- Aim of the exercise
Could you give the lines below again with "positive clicks" switched to "foreground clicks" and nothing else changed?

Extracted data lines
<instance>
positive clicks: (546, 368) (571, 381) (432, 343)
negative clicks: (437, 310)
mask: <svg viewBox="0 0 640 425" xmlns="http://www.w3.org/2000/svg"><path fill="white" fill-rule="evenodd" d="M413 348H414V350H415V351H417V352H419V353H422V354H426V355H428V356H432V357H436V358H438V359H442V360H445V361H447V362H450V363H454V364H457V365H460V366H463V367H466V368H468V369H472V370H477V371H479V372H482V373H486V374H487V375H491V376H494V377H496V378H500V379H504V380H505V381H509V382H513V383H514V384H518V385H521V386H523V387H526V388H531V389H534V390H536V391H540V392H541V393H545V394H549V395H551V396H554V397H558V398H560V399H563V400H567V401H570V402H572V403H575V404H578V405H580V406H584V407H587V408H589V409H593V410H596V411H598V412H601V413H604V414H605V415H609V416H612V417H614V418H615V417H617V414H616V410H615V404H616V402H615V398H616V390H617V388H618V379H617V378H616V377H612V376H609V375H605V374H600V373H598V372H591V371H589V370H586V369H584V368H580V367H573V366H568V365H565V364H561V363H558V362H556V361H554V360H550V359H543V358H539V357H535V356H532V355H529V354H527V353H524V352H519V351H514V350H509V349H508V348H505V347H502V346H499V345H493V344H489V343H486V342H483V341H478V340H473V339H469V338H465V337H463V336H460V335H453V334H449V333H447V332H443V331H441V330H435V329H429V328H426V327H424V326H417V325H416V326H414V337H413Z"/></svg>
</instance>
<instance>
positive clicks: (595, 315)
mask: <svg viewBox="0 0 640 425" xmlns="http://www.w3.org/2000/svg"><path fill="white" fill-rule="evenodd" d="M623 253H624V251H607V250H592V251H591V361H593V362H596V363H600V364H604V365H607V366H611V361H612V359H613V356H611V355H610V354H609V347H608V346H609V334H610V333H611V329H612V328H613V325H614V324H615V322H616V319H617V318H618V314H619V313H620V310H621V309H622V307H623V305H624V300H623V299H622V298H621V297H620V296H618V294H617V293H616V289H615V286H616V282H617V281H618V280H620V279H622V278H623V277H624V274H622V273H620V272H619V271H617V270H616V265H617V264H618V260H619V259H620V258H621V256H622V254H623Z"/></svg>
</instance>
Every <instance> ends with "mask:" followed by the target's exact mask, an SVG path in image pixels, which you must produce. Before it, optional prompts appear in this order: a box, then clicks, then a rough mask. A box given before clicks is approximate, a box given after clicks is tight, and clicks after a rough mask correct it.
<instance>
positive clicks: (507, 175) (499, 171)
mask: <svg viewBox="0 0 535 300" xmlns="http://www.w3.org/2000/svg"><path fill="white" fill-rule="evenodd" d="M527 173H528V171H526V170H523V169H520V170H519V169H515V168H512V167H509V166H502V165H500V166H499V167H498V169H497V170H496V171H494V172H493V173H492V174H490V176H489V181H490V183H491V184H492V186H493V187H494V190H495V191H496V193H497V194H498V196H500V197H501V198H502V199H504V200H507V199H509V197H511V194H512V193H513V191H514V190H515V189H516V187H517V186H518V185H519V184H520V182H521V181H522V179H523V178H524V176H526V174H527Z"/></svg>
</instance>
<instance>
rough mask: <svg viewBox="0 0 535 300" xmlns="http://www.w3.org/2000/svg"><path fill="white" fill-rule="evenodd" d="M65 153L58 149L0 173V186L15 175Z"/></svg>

- Answer area
<instance>
foreground clicks: (546, 368) (571, 381) (432, 343)
negative clicks: (437, 310)
mask: <svg viewBox="0 0 640 425" xmlns="http://www.w3.org/2000/svg"><path fill="white" fill-rule="evenodd" d="M413 348H414V350H415V351H417V352H419V353H422V354H426V355H428V356H432V357H436V358H438V359H442V360H445V361H447V362H450V363H454V364H457V365H460V366H463V367H466V368H468V369H472V370H477V371H479V372H482V373H486V374H487V375H491V376H494V377H496V378H500V379H504V380H505V381H509V382H513V383H514V384H518V385H521V386H523V387H526V388H531V389H534V390H536V391H540V392H541V393H545V394H549V395H551V396H554V397H558V398H560V399H563V400H567V401H570V402H572V403H575V404H578V405H580V406H584V407H587V408H589V409H593V410H596V411H598V412H601V413H604V414H605V415H609V416H612V417H614V418H615V417H617V414H616V410H615V404H616V402H615V398H616V390H617V388H618V379H617V378H616V377H612V376H609V375H605V374H600V373H598V372H591V371H589V370H586V369H584V368H580V367H573V366H568V365H565V364H561V363H558V362H556V361H554V360H550V359H543V358H539V357H535V356H532V355H529V354H527V353H524V352H519V351H514V350H509V349H508V348H505V347H502V346H499V345H493V344H489V343H486V342H483V341H478V340H473V339H469V338H465V337H463V336H460V335H453V334H449V333H447V332H443V331H441V330H435V329H429V328H426V327H424V326H417V325H416V326H414V337H413Z"/></svg>
</instance>
<instance>
foreground clicks: (595, 315)
mask: <svg viewBox="0 0 640 425" xmlns="http://www.w3.org/2000/svg"><path fill="white" fill-rule="evenodd" d="M623 253H624V251H607V250H592V251H591V361H593V362H596V363H600V364H604V365H607V366H611V361H612V359H613V356H611V355H610V354H609V347H608V346H609V334H610V333H611V329H612V328H613V325H614V324H615V322H616V319H617V318H618V314H619V313H620V310H621V309H622V307H623V305H624V300H623V299H622V298H621V297H620V296H618V294H617V293H616V289H615V286H616V282H617V281H618V280H620V279H622V278H623V277H624V274H622V273H620V272H619V271H617V270H616V265H617V264H618V260H619V259H620V258H621V256H622V254H623Z"/></svg>
</instance>
Every <instance> ends with "mask:" followed by the target's exact mask, an SVG path in image pixels, which you must produce. Before it, optional prompts appear in this order: a box, then clicks, then a rough mask. A box given before clicks is approximate, a box given after clicks is tight, and clicks after a rough mask correct it.
<instance>
foreground clicks: (507, 175) (499, 171)
mask: <svg viewBox="0 0 535 300" xmlns="http://www.w3.org/2000/svg"><path fill="white" fill-rule="evenodd" d="M527 173H528V171H526V170H523V169H520V170H519V169H515V168H512V167H509V166H502V165H500V166H499V167H498V169H497V170H496V171H494V172H493V173H492V174H490V176H489V181H490V183H491V184H492V186H493V187H494V190H495V191H496V193H497V194H498V196H500V197H501V198H502V199H504V200H507V199H509V197H511V194H512V193H513V191H514V190H515V189H516V187H517V186H518V185H519V184H520V182H521V181H522V179H523V178H524V176H526V174H527Z"/></svg>
</instance>
<instance>
rough mask: <svg viewBox="0 0 535 300" xmlns="http://www.w3.org/2000/svg"><path fill="white" fill-rule="evenodd" d="M65 153L58 149L0 173V186L15 175Z"/></svg>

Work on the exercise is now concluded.